==== DATASET EXCERPTS

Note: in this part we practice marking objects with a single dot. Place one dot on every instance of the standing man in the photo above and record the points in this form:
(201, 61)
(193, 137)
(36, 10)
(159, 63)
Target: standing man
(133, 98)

========

### [EXERCISE]
Repeat each record in full; every line must match exactly.

### [SOLUTION FOR THIS PROBLEM]
Note: in this part we practice marking objects with a single dot. Place one dot on every instance of the standing man in the photo above and record the points in this form:
(201, 61)
(193, 137)
(36, 10)
(159, 63)
Target: standing man
(133, 98)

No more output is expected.